TEXT SECTION START

BojarLab/glycowork: v1.0.0

Daniel Bojar; Jon Lundstrøm; lthomes; Kathryn; rburkholz; viktoriakarlsson

doi:10.5281/zenodo.10255536

Published December 4, 2023 | Version v1.0.0

Software Open

BojarLab/glycowork: v1.0.0

Change Log

Added a Zenodo badge, to have a release-specific doi for glycowork

glycan_data

Updated sugarbase database; sugarbase is now pickled, so literal evaluations are necessary
Harmonized glycan column names across generated dataframes; all use 'glycan' now, 'target' has been deprecated

loader

Updated motif_list to be compatible with new position encoding
Added Internal_LewisX and Internal_LewisA to motif_list (renamed LewisX and LewisA to Terminal_LewisX and Terminal_LewisA, correspondingly)
Made df_species static again to speed up package import
Added find_nth_reverse helper function that finds the starting index of the nth occurrence of a substring from the end of the string
Added remove_unmatched_brackets helper function to strip unmatched opening or closing brackets from glycan strings

motif

Added more masses to mz_to_composition.csv / mass_dict: Acetonitrile, Formate, Cl-, HCO3-, and NH4+

processing

Extended canonicalize_iupac to cases like "NeuGcα3Galβ3(NeuAcα6)GalNAcol" and even more modification formulations, e.g., "6S-GlcNAc"

TEXT SECTION END
RECORDED INFORMATION START

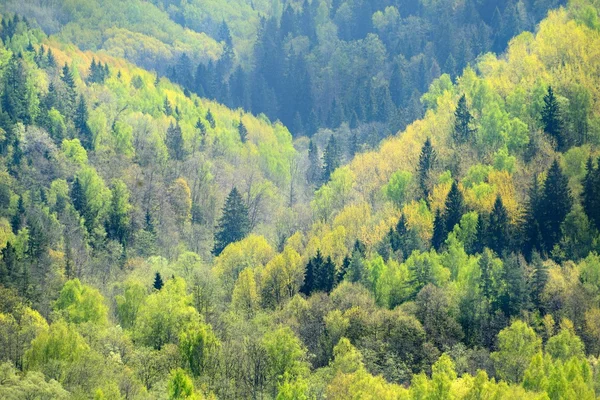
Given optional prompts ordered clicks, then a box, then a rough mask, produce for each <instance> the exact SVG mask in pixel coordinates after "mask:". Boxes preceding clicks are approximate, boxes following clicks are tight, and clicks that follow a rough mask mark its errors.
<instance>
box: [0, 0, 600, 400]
mask: <svg viewBox="0 0 600 400" xmlns="http://www.w3.org/2000/svg"><path fill="white" fill-rule="evenodd" d="M147 3H148V2H142V1H140V2H139V3H134V2H130V3H128V5H127V7H134V5H135V4H138V6H140V5H142V4H143V7H142V8H143V10H144V11H147V13H144V18H146V19H142V20H141V21H140V22H139V25H136V24H133V23H131V20H128V19H127V18H129V16H130V15H131V13H130V11H127V12H124V13H123V15H122V16H119V18H116V20H115V21H113V22H110V21H111V19H110V18H111V17H110V13H111V12H116V10H117V8H116V7H117V6H116V5H115V4H117V2H111V1H106V2H91V3H89V7H88V8H87V9H86V8H82V7H83V6H82V4H83V3H79V2H77V1H75V2H72V3H71V2H69V3H68V4H73V5H77V6H73V7H72V8H71V9H70V10H71V11H70V13H71V14H70V17H69V19H72V21H71V22H65V21H67V20H61V19H60V18H59V16H58V15H59V14H60V13H59V14H56V15H55V16H54V17H53V14H51V13H50V14H48V15H46V14H45V15H40V14H39V13H40V12H41V11H40V10H44V9H47V10H50V9H51V10H55V9H57V7H58V6H57V5H59V4H60V5H63V2H50V3H47V2H38V3H31V4H28V5H27V6H24V7H23V8H22V10H23V13H25V14H27V16H28V18H27V19H23V18H22V17H21V16H20V15H18V14H17V15H14V14H12V13H5V14H3V15H2V24H1V25H0V39H1V40H2V43H0V77H1V79H0V82H1V96H0V110H1V112H0V133H1V134H0V164H1V166H0V204H1V207H0V250H1V260H0V398H6V399H22V398H41V399H46V398H47V399H63V398H64V399H201V398H224V399H238V398H248V399H256V398H262V399H271V398H273V399H325V398H327V399H340V400H342V399H348V398H361V399H362V398H373V399H415V400H416V399H479V398H510V397H512V398H518V399H563V398H578V399H594V398H597V397H598V395H600V381H599V379H598V377H599V376H600V375H599V374H600V370H599V369H598V356H599V354H600V353H599V352H600V296H599V295H600V280H599V279H598V277H599V276H600V257H599V255H598V252H599V251H600V248H599V246H600V214H599V211H598V210H600V204H599V203H598V199H600V164H599V161H598V159H599V157H600V151H599V149H600V147H599V146H600V103H599V102H600V22H599V18H600V15H599V14H600V4H598V3H597V1H595V0H574V1H572V2H571V3H570V4H569V5H568V6H567V7H565V8H558V9H555V10H551V11H550V12H549V13H548V14H547V15H546V16H545V18H543V19H542V20H541V22H540V23H539V25H537V27H536V28H535V29H534V33H531V32H523V33H521V34H519V35H518V36H516V37H514V38H513V39H512V40H510V42H509V43H508V47H507V48H506V51H505V52H503V53H501V54H500V55H494V54H492V53H487V54H484V55H482V56H480V57H479V58H478V59H477V61H476V62H475V63H472V64H471V65H467V64H468V63H465V65H464V66H465V68H464V69H462V68H461V70H462V73H460V74H454V75H449V74H441V75H439V77H436V78H435V79H433V80H432V82H431V84H430V85H429V86H428V87H429V89H428V90H427V92H426V93H425V94H423V96H421V97H420V98H419V103H420V104H421V105H422V107H423V108H424V109H425V110H426V111H425V112H424V117H423V118H422V119H419V120H416V121H414V122H412V123H410V124H409V125H408V126H407V127H406V129H404V130H402V131H400V132H398V133H396V134H394V135H392V136H391V137H389V138H386V139H384V140H383V141H382V142H381V143H377V138H379V136H378V135H375V134H374V135H373V136H372V138H371V139H369V140H370V141H371V143H370V144H369V145H365V144H364V143H362V142H361V140H360V137H361V136H360V135H362V134H363V132H365V131H364V130H363V129H365V130H368V129H377V128H375V127H374V125H369V126H367V125H368V124H367V125H361V126H356V127H354V128H352V127H351V123H350V119H349V118H347V116H344V117H343V118H341V120H340V121H341V122H342V127H341V128H339V129H333V130H332V129H326V128H324V127H323V126H322V125H319V127H320V129H318V130H317V131H316V132H314V135H313V136H312V137H311V138H306V137H300V138H296V140H294V139H293V136H292V134H291V133H290V131H289V130H288V128H287V127H286V126H284V124H283V123H281V122H279V121H276V122H272V120H270V118H269V117H268V116H267V115H268V114H269V113H263V114H257V115H253V114H250V113H249V112H246V111H244V109H242V108H236V109H234V108H228V107H227V106H226V105H222V104H219V103H217V102H216V101H214V100H209V99H207V98H205V97H199V96H198V95H197V94H194V93H193V91H191V90H190V89H189V88H185V87H182V86H180V85H178V84H175V83H172V82H171V81H169V79H167V78H166V77H160V76H158V75H157V73H156V72H155V71H148V70H145V69H142V67H141V66H136V65H135V61H139V60H136V58H135V57H133V58H131V57H130V56H129V55H128V54H123V53H119V52H116V51H113V50H111V49H110V48H108V47H106V46H107V44H106V43H107V41H110V39H108V40H107V41H104V39H106V38H107V36H105V35H106V34H107V32H108V31H110V30H111V29H114V27H112V26H113V23H114V25H115V26H117V25H119V24H122V25H123V28H122V29H126V31H127V33H126V35H133V36H131V37H135V38H136V39H135V41H136V42H135V43H136V45H135V47H136V48H138V46H139V43H138V41H141V42H143V43H152V42H153V41H154V40H158V41H160V42H161V43H163V44H164V46H165V48H170V46H174V47H173V48H175V47H177V46H178V44H176V43H175V41H173V38H174V37H175V36H176V35H177V34H179V33H181V32H186V33H184V35H189V38H190V40H191V41H190V42H184V43H188V44H189V45H190V46H196V45H198V43H204V44H207V45H209V47H210V48H211V49H212V48H214V49H216V50H215V53H214V56H215V57H218V54H219V51H221V46H223V47H226V46H227V43H223V41H221V42H216V41H214V40H212V39H210V38H209V37H208V36H205V35H202V34H201V33H198V32H192V31H191V30H189V31H184V30H183V29H184V28H183V27H182V26H183V25H186V24H183V25H182V24H180V23H181V21H178V15H180V14H181V13H184V14H185V13H186V11H185V10H188V11H189V10H190V9H188V8H186V7H192V6H193V5H194V4H200V3H196V2H189V4H190V5H189V6H188V3H186V2H182V3H181V4H178V5H177V6H175V5H173V4H170V3H169V4H166V3H163V2H155V5H150V4H147ZM334 3H335V2H334ZM337 3H340V2H337ZM337 3H336V6H335V7H333V5H332V7H333V8H336V7H337V8H338V10H339V8H341V7H343V6H344V4H346V3H345V2H342V3H341V4H337ZM7 4H8V7H7V9H9V10H14V11H19V10H21V8H20V7H18V6H17V5H16V3H7ZM64 4H67V2H64ZM86 4H87V3H86ZM203 4H204V3H203ZM206 4H209V3H206ZM211 4H212V3H211ZM232 4H233V3H232ZM232 4H229V6H232ZM259 4H262V3H259V2H257V3H256V4H255V8H256V7H262V8H260V9H261V10H263V11H261V12H263V13H269V12H272V13H273V15H276V14H277V12H281V13H282V17H281V18H283V15H284V14H285V11H284V10H285V9H284V8H281V9H280V10H279V11H277V12H276V9H277V7H273V8H269V7H271V6H267V5H266V4H263V5H260V6H259ZM271 4H279V3H278V2H272V3H271ZM305 4H308V3H305ZM321 4H324V3H321ZM348 4H349V3H348ZM352 4H355V3H352ZM361 4H362V3H361ZM369 4H371V3H369ZM521 4H522V3H521ZM371 5H372V4H371ZM205 6H206V7H209V6H207V5H205ZM293 6H294V7H297V6H298V7H300V5H299V4H296V3H294V4H293ZM547 6H548V7H550V6H551V5H549V4H547ZM44 7H46V8H44ZM140 7H141V6H140ZM199 7H200V6H199ZM219 7H222V8H221V9H220V11H218V12H217V11H214V14H210V15H211V16H210V19H211V20H213V21H214V20H216V19H218V18H219V17H222V18H223V19H227V21H228V22H229V21H230V19H229V15H230V14H231V13H233V11H227V7H226V6H225V5H221V6H219ZM219 7H218V6H216V5H215V6H214V8H215V9H219ZM348 7H350V5H348ZM423 7H425V8H427V7H442V9H443V7H445V6H444V5H443V4H441V3H439V4H438V3H435V4H434V3H431V4H430V3H423ZM523 7H525V5H523ZM537 7H542V5H541V3H539V4H538V6H537ZM142 8H140V9H142ZM192 8H193V7H192ZM542 8H543V7H542ZM242 9H244V8H243V7H242ZM74 10H79V11H78V12H79V13H80V14H79V15H88V16H89V15H92V16H93V15H99V14H98V13H99V12H101V11H105V14H106V19H105V21H106V25H103V24H104V22H103V23H102V24H99V25H98V27H97V28H96V27H95V26H94V25H93V24H91V25H89V26H88V27H87V28H86V30H71V32H72V33H73V36H69V35H68V34H67V32H68V31H69V30H70V29H75V28H74V26H80V27H83V26H84V25H85V24H84V23H82V21H84V20H85V18H84V17H80V16H76V15H75V11H74ZM182 10H183V11H182ZM342 10H343V9H342ZM62 12H65V11H64V10H63V11H62ZM189 12H191V11H189ZM253 12H256V11H253ZM390 12H391V11H390ZM415 12H423V10H420V11H415ZM86 13H88V14H86ZM36 15H38V17H39V18H40V20H39V21H38V22H36V21H35V20H34V19H32V18H35V16H36ZM207 15H208V14H207ZM253 15H255V16H256V17H258V14H253ZM336 15H337V13H336ZM541 17H542V16H541V15H540V16H539V18H541ZM44 18H45V19H44ZM86 18H89V17H86ZM95 18H96V17H95ZM98 18H99V17H98ZM123 18H125V19H123ZM198 18H200V17H198ZM206 18H209V17H206ZM340 18H341V17H340ZM54 19H56V21H60V22H57V24H58V25H53V24H54V22H53V21H54ZM194 20H195V21H201V20H202V19H201V18H200V19H194ZM73 21H77V23H75V22H73ZM88 21H89V20H88ZM169 21H170V22H169ZM232 21H233V20H232ZM338 22H339V21H338ZM153 23H156V25H157V26H161V27H165V26H166V27H169V26H170V27H171V28H172V29H173V31H168V30H165V31H151V30H145V29H149V28H150V26H151V25H152V24H153ZM356 23H357V22H356ZM69 24H72V25H71V28H67V27H68V26H69ZM232 24H233V23H232ZM353 24H354V23H353ZM40 26H42V27H45V29H48V26H56V27H55V28H54V29H55V32H57V34H56V35H51V36H47V35H46V34H45V33H43V31H42V30H41V29H40V28H39V27H40ZM202 26H204V24H202ZM351 26H354V25H352V24H351ZM171 28H169V29H171ZM190 28H191V27H190ZM78 29H79V28H78ZM119 29H121V28H119ZM180 29H181V30H180ZM198 30H200V29H198ZM86 31H87V32H88V33H89V34H92V36H94V37H96V38H102V40H101V41H100V42H94V40H92V39H91V38H89V39H88V38H86V37H88V36H86V35H87V34H84V33H83V32H86ZM232 31H233V29H232ZM248 32H250V30H248V31H246V30H245V28H240V30H239V31H237V32H236V38H238V39H239V38H243V37H247V36H246V35H251V33H248ZM346 34H350V33H348V32H346ZM108 35H110V34H108ZM136 35H142V36H136ZM161 35H164V36H161ZM174 35H175V36H174ZM198 35H200V36H198ZM365 35H366V36H365V39H364V40H366V41H368V40H370V39H368V37H369V36H368V32H365ZM186 37H188V36H186ZM196 39H198V40H199V41H198V42H194V40H196ZM354 39H356V40H358V41H360V40H363V39H360V38H359V39H357V38H348V40H344V42H347V43H350V42H351V41H352V40H354ZM438 39H439V38H438ZM186 40H187V39H186ZM236 40H237V39H236ZM239 40H242V39H239ZM373 40H374V39H373ZM377 40H379V39H377ZM436 40H437V39H436ZM193 43H196V44H193ZM239 43H241V42H239ZM239 43H238V42H236V46H238V45H240V46H243V44H239ZM322 44H323V45H324V43H322ZM371 45H372V43H371V44H369V45H368V46H367V48H368V49H372V46H371ZM80 47H81V48H80ZM340 49H341V51H342V52H343V53H344V54H345V53H351V51H350V50H349V49H348V48H346V47H341V48H340ZM199 51H200V53H202V54H204V55H205V56H207V57H208V58H212V57H213V54H212V53H211V51H212V50H207V48H202V49H201V50H199ZM169 57H170V56H169ZM356 57H357V58H356V59H357V60H360V61H361V62H362V63H365V64H368V61H369V58H368V57H365V56H364V54H363V53H361V52H358V54H357V55H356ZM309 58H310V57H309ZM165 60H166V58H165ZM142 64H143V63H142ZM268 65H270V66H272V65H274V64H272V63H271V62H269V63H268ZM375 65H377V66H380V65H381V64H380V63H375ZM145 66H146V65H145ZM146 67H148V68H152V67H151V66H146ZM366 67H368V65H366ZM386 68H387V67H386ZM419 70H420V71H424V69H419ZM353 71H354V73H356V74H357V77H353V78H351V79H350V78H349V80H348V81H349V82H355V80H356V79H358V80H360V79H363V78H364V77H369V76H370V75H369V74H368V73H363V72H361V71H359V70H358V69H353ZM188 72H189V71H188ZM178 76H181V75H178ZM273 78H274V79H275V80H276V81H277V82H279V81H280V78H278V77H276V76H274V77H273ZM247 79H248V78H244V79H243V81H244V82H245V81H246V80H247ZM296 83H298V84H299V85H300V86H302V85H303V84H304V83H306V82H301V81H296ZM392 87H394V85H392ZM304 89H306V87H304ZM233 98H235V99H239V97H237V96H236V97H233ZM300 99H305V97H300ZM227 103H229V102H227ZM324 103H326V102H322V101H318V104H324ZM229 105H230V106H231V105H232V103H229ZM248 109H252V107H250V108H248ZM285 109H287V107H285ZM400 109H404V107H403V106H400ZM289 110H292V111H293V110H296V107H295V106H293V105H289ZM271 116H272V115H271ZM275 119H276V118H273V120H275ZM407 122H408V121H407ZM379 123H380V127H386V128H385V129H392V128H391V126H393V125H387V124H386V123H385V122H384V121H383V120H382V121H380V122H379ZM330 128H337V127H334V126H330Z"/></svg>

RECORDED INFORMATION END

» QUESTIONS ON THE MATERIAL
a. Duplicate the glycowork changelog between "Updated motif_list to" and "and Terminal_LewisA, correspondingly)", inclusive.
b. Go on with the glycowork changelog from the point where it stops.
The data is not part of this exercise.

» RESPONSES BY ITEM NUMBER
a.
Updated motif_list to be compatible with new position encoding
Added Internal_LewisX and Internal_LewisA to motif_list (renamed LewisX and LewisA to Terminal_LewisX and Terminal_LewisA, correspondingly)

b.
Added canonicalize_composition to convert compositions formatted either in the style of HexNAc2Hex1Fuc3Neu5Ac1 or N2H1F3A1 into dictionaries used by glycowork
Added GalNAc4S to permitted reducing end monosaccharides for O-linked glycans in enforce_class
MissForest now has a maximum number of iterations and will check for convergence each iteration (immediately finishing upon converging), yielding some speed-ups in most cases
The output of min_process_glycans no longer contains empty strings for glycans ending in a linkage
Updated choose_correct_isoform to be compatible with change in min_process_glycans
Added get_possible_linkages to retrieve linkages matching a wildcarded linkage
Added get_possible_monosaccharides to retrieve monosaccharides matching a monosaccharide type (HexNAc, etc.)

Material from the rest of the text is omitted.